Bloque de texto —

+ + +

CAYETANO ANÍBAL

Mediados los años ochenta la obra de Cayetano Aníbal (Sevilla, 1927) se vio sacudida por un vendaval de libertad y celebración de la vida que la convulsionó integralmente y de cuya resaca se sigue nutriendo. Resulta extraño que una transformación tan profunda se produjera en un artista que andaba ya por los sesenta y que traía un bagaje formal bien definido desde mucho tiempo atrás. A simple vista parecieran los efectos de un episodio de esos que te devuelven a la euforia de la juventud o el descreimiento de la segunda inocencia. Para salir de dudas le pedí al propio Cayetano que me explicara en primera persona cómo y por qué tuvo lugar semejante transformación. La respuesta fue tan sencilla como concluyente: en el proceso de estampación de sus grabados había sustituido las planchas de zinc por otras de policarbonato con las que podía copiar por transparencia los dibujos originales y añadir nuevas tintas, viéndose de inmediato cómo sería el resultado final. Con éste procedimiento los grabados se fueron llenando de color al tiempo que el trazo sobre la plancha se hizo más natural y despreocupado, permitiendo la erosión y el rayado de la superficie con renovada libertad. Así fue, contaba Cayetano, cómo un recurso técnico propició el cambio en la forma y en el fondo de su obra. Nada más y nada menos.

+ + +

Detalles del problema —
En el texto sobre Cayetano Aníbal, ¿qué planchas usó en lugar de las de zinc para estampar sus grabados? Para responder, basta con lo que dice el texto.

Datos registrados —
+ + +

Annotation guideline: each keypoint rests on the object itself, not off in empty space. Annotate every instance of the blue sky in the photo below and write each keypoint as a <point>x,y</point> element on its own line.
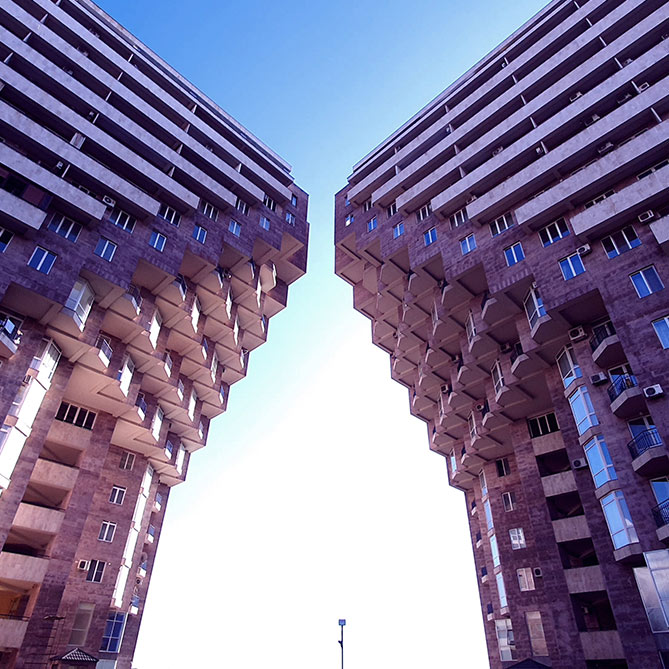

+ + +

Resultado —
Planchas de policarbonato.